++++ Given text ++++

They said removing subsidy would build infrastructure. One year later: petrol N700 per liter, inflation 33%, poverty 63%, no new refineries, no visible social investment. The savings went somewhere. The question is where.
They said private importers would bring fuel efficiently. Those same importers collected N13.7 trillion and built nothing. Your queue at the filling station was their business model. They needed the queues. The queues proved Nigeria "needed" imports. The imports justified the subsidy. The subsidy built their empires.
The Truth
The fuel subsidy was the largest transfer of public wealth to private hands in African history. N13.7 trillion. And not one name at the top has gone to jail. N721 billion in identified fraud. Four convictions. The crime was not just stealing. It was making the theft look like policy. The evidence raises a disturbing question: was the subsidy program designed to help Nigerians buy affordable fuel — or to help a small circle of importers harvest public wealth?

++++ Data under study ++++

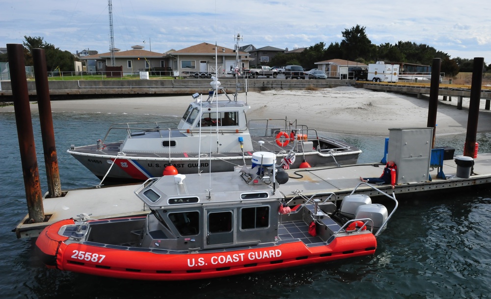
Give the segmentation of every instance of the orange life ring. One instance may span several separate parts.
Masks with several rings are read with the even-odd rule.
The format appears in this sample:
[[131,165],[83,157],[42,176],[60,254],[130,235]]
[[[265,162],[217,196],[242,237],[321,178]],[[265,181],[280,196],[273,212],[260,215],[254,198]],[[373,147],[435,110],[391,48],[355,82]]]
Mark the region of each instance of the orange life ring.
[[[281,137],[283,137],[285,139],[285,141],[281,142],[280,140]],[[280,132],[276,135],[276,144],[282,147],[285,147],[288,145],[288,143],[290,142],[290,136],[288,136],[288,134],[285,132]]]
[[[357,229],[359,229],[361,226],[363,226],[365,224],[363,223],[363,221],[355,221],[354,222],[352,222],[350,224],[350,225],[348,225],[346,227],[346,231],[355,231]],[[363,226],[363,228],[361,229],[361,230],[366,230],[367,229],[366,225]]]

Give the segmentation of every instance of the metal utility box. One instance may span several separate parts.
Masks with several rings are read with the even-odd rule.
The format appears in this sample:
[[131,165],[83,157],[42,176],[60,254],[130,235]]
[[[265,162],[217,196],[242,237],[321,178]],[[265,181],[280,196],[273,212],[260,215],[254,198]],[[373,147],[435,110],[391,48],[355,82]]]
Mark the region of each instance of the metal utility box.
[[433,128],[393,128],[389,131],[387,161],[397,165],[396,183],[427,181]]

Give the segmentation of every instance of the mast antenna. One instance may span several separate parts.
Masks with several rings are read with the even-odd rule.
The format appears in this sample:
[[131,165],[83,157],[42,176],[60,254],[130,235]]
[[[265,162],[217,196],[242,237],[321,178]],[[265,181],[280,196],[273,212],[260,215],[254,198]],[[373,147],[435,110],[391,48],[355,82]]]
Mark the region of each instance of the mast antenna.
[[111,53],[111,66],[116,66],[116,58],[114,57],[114,31],[112,28],[112,1],[108,0],[109,10],[109,50]]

++++

Prompt – Repeat the fuel subsidy text word for word, starting with "They said private" and going on through "built their empires.". The listing plays no part in this work.

Solution to the problem –
They said private importers would bring fuel efficiently. Those same importers collected N13.7 trillion and built nothing. Your queue at the filling station was their business model. They needed the queues. The queues proved Nigeria "needed" imports. The imports justified the subsidy. The subsidy built their empires.